Well, I wasn't actually going for points, I was trying for accuracy. :D

 

 

My exact words here were "...and whose decks were close enough to cycle rearmed aircraft back over the target area 10-15 minutes after launch." Poor choice of the word "cycle" on my part. What I should have said was "...and whose decks were close enough to put aircraft over the target area 10-15 minutes after launch." I respect the competence of the USN, but 15-minute aircraft arming cycles would be impossible for any navy.

 

As here. :D If you look at the actual strikes, you will find the times between launch and strike varied from about 45 to around and hour and ten minutes, not "10-15 minutes after launch". The problem was the Japanese kept moving, the rain squalls kept moving, and the Taffies kept moving, so each strike had to spend some time getting off the carriers, forming up, flying to where the Japanese were supposed to be, visually spotting the Japanese, adopting an attack disposition, and actually attacking. The impression that you and the Japanese (and perhaps Lundstrom) had that they were cycling ever 10-15 minutes is do to the disorganized and uncoordinated state of most of the strikes and that they were dispatched from multiple task units and carriers.

 

The arming cycle varied from 30 minutes to an hour depending on the ordnance...but also the organization. One problem was that the TBMs were all configured as bombers, because that was what they had been doing for four days. To arm them with the few torpedoes available meant installing the torpedo bracing and arming circuits, which were removed when bombs were carried. The other issue was getting bombs from the magazine, most of the CVE had GP bombs in the hangers for the planned bombing missions, the few SAP bombs available had to be brought up from the magazine, but they then had to be spotted in the hanger, which meant the bombs already there needed to be cleared or at least moved. That is why, especially in Taffy 3, whatever was on deck was what got loaded.

..........

# Task requirements
A: Translate this sentence from the escort carrier post into Spanish: "One problem was that the TBMs were all configured as bombers, because that was what they had been doing for four days."
B: Return the portion of the escort carrier post starting with "Well, I wasn't" and going on through "for any navy.", word for word.
The lines that come next are separate material and are not part of the escort carrier post.

..........

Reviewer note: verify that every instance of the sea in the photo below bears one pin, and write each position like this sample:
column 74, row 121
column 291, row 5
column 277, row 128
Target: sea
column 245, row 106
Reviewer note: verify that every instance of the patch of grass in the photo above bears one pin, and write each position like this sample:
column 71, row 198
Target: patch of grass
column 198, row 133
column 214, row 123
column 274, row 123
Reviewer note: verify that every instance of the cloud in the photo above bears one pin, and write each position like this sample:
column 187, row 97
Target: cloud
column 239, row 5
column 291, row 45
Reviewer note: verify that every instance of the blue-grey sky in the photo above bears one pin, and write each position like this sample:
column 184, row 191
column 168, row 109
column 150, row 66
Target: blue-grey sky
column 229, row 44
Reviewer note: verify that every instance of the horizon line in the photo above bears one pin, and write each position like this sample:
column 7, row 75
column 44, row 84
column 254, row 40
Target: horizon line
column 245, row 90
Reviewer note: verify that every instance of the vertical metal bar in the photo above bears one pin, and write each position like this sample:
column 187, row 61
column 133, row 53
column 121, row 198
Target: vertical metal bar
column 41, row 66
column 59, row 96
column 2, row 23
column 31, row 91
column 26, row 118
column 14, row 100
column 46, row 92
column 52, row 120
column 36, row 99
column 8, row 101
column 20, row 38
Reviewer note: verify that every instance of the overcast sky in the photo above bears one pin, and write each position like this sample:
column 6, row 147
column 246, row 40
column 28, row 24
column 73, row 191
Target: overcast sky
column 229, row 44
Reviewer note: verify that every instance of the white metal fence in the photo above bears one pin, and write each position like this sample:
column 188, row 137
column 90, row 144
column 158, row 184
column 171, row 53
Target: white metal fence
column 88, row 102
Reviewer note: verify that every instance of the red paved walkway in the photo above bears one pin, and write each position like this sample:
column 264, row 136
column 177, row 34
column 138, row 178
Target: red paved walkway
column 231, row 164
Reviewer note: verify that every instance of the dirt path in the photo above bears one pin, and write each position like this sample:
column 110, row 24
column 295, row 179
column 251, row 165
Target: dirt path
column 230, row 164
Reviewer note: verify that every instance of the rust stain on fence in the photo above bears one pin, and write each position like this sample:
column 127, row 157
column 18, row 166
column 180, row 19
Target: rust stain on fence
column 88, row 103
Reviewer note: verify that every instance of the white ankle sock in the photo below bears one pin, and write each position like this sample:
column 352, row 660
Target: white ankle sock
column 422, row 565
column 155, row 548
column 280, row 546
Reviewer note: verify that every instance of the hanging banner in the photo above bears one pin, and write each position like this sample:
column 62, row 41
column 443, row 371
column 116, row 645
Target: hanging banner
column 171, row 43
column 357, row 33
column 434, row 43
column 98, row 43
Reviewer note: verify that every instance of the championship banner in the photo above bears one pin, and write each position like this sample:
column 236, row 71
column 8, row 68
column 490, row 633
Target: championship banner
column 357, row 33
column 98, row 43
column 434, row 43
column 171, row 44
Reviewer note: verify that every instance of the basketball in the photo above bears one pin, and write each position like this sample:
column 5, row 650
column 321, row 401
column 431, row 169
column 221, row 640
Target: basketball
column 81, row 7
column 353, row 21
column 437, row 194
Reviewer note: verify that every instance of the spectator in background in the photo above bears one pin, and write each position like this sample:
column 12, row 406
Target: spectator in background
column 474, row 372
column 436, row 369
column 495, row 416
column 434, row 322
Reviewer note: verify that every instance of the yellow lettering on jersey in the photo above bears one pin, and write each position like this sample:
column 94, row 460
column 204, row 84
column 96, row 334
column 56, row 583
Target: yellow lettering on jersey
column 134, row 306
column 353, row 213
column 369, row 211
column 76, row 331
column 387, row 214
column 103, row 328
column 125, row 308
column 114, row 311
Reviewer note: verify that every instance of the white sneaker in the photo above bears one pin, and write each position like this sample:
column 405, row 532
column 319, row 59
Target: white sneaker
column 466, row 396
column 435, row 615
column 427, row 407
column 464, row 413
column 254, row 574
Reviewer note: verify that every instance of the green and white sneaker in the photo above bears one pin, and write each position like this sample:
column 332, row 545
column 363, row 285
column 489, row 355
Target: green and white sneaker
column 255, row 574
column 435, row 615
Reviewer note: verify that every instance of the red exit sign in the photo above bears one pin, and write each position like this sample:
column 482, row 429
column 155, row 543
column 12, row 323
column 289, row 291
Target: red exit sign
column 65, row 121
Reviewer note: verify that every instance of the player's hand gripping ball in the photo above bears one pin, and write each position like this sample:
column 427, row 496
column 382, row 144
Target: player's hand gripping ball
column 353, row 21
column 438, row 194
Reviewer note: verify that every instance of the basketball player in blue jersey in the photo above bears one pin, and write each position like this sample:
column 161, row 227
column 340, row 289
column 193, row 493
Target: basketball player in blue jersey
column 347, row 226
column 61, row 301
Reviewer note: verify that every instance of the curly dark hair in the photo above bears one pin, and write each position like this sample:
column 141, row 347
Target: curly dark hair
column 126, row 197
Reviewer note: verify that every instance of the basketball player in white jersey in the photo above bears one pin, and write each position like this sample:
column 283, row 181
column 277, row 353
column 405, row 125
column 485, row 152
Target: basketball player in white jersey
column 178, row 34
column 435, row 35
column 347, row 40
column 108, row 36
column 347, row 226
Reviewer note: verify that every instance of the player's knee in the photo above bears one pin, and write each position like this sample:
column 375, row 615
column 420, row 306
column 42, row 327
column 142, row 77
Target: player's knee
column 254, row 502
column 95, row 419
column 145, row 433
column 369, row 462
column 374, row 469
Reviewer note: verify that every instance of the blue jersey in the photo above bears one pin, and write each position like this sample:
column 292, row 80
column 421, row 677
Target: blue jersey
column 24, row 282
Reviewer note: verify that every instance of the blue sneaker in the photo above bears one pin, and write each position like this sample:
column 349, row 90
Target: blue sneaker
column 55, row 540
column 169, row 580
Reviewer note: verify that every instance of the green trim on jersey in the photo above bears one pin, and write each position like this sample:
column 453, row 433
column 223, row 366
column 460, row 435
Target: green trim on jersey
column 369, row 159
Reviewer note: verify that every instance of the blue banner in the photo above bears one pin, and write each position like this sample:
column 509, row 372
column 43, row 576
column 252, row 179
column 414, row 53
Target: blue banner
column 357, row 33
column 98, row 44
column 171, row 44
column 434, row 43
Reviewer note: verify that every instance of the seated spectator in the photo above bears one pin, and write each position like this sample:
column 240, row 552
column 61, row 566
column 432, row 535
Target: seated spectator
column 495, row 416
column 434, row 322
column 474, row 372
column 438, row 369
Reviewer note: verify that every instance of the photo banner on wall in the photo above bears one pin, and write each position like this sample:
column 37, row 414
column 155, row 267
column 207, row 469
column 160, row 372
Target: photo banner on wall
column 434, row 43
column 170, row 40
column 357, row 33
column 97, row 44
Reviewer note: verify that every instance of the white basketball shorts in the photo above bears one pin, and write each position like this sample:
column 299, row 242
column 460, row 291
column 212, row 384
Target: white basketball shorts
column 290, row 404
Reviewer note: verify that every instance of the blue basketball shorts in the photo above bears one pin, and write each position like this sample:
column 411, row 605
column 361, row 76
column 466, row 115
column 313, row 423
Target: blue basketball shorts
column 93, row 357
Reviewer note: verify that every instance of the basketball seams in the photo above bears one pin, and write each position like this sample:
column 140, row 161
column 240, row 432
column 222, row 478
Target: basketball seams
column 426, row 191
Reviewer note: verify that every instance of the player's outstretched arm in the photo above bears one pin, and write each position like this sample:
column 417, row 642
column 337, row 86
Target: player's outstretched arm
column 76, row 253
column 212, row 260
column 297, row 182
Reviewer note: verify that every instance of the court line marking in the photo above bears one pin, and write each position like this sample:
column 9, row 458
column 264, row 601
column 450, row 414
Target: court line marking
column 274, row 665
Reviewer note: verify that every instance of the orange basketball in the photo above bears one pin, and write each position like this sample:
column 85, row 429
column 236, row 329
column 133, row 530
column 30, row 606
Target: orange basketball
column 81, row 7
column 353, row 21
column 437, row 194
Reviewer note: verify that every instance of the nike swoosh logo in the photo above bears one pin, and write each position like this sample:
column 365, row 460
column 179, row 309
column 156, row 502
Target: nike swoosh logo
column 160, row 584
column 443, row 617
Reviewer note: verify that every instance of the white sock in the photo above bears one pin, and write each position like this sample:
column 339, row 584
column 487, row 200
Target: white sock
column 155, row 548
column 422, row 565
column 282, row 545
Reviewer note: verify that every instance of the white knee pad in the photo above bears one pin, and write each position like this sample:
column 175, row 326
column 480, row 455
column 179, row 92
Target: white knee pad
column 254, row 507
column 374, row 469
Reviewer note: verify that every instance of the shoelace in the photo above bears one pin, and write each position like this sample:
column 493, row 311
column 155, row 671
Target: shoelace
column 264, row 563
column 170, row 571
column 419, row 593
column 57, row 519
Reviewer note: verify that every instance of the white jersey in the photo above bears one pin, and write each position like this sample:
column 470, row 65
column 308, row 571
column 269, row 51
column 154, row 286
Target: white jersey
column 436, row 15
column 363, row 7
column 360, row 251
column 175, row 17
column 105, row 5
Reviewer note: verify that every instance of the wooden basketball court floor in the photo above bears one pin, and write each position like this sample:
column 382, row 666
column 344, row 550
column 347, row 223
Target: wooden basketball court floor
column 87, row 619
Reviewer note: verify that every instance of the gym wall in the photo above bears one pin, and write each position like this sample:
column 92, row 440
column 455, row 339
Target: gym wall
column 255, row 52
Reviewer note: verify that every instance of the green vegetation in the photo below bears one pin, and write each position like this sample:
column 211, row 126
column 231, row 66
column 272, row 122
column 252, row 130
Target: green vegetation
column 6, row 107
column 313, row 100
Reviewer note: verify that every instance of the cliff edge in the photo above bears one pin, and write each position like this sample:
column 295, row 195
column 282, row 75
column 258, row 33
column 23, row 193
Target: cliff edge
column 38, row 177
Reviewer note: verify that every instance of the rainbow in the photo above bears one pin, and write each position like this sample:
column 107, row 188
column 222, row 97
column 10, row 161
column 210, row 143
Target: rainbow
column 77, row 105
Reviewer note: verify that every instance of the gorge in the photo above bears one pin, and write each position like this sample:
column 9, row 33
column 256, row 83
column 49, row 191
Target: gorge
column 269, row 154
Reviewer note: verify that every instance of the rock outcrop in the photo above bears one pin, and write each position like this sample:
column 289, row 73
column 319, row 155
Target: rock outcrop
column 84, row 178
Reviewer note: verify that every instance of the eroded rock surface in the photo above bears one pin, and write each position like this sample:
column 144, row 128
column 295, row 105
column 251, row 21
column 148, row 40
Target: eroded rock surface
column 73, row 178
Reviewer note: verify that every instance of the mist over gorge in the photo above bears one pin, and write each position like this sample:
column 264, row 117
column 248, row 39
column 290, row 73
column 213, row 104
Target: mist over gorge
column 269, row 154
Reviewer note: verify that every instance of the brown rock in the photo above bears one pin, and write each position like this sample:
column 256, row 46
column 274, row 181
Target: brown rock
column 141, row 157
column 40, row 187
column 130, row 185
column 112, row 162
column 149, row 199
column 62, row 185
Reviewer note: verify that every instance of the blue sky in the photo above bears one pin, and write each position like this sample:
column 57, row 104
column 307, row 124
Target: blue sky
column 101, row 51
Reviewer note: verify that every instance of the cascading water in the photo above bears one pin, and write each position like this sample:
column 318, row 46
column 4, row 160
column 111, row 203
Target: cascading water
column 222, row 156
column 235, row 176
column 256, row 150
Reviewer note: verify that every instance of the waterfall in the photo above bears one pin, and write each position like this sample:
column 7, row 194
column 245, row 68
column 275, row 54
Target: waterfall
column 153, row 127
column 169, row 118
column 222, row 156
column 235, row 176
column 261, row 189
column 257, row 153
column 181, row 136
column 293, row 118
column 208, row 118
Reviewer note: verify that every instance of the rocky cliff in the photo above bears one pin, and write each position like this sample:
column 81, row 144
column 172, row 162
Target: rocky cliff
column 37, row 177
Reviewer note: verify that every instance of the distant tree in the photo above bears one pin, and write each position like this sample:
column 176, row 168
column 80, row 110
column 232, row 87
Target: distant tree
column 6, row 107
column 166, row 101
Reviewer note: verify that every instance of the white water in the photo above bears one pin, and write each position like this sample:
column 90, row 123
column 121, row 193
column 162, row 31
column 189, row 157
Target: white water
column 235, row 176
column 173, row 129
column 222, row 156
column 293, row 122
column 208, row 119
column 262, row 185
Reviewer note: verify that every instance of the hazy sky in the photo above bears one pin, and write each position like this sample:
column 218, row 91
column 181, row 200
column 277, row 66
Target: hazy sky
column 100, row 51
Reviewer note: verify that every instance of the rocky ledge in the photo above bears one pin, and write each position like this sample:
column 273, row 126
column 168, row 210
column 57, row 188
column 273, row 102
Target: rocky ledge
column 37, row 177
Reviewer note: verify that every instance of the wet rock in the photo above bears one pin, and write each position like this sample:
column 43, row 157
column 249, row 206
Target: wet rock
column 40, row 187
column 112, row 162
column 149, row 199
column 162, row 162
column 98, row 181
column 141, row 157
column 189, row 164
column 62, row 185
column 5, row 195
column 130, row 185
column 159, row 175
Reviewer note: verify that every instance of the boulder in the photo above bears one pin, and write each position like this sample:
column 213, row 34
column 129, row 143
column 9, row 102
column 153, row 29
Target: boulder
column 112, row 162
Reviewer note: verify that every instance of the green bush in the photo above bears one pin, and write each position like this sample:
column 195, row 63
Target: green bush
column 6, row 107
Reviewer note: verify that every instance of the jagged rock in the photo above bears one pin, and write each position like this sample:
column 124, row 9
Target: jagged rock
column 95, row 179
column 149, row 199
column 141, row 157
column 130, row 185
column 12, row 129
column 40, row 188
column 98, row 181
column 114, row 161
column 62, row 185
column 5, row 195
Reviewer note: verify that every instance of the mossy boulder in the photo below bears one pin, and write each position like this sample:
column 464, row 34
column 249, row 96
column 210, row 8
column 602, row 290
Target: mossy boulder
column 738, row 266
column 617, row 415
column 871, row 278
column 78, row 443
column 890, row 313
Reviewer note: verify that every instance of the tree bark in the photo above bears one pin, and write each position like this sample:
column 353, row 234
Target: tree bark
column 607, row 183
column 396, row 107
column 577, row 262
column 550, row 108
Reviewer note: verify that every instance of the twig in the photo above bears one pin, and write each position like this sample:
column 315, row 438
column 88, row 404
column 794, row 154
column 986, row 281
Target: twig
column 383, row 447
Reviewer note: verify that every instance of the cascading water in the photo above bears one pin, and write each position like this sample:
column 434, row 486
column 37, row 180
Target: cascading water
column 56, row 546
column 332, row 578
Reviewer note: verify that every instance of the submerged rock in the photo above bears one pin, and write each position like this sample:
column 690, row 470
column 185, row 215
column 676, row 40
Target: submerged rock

..........

# Responses for each task
A: Un problema era que todos los TBM estaban configurados como bombarderos, porque eso era lo que habían estado haciendo durante cuatro días.

B:
Well, I wasn't actually going for points, I was trying for accuracy. :D

 

 

My exact words here were "...and whose decks were close enough to cycle rearmed aircraft back over the target area 10-15 minutes after launch." Poor choice of the word "cycle" on my part. What I should have said was "...and whose decks were close enough to put aircraft over the target area 10-15 minutes after launch." I respect the competence of the USN, but 15-minute aircraft arming cycles would be impossible for any navy.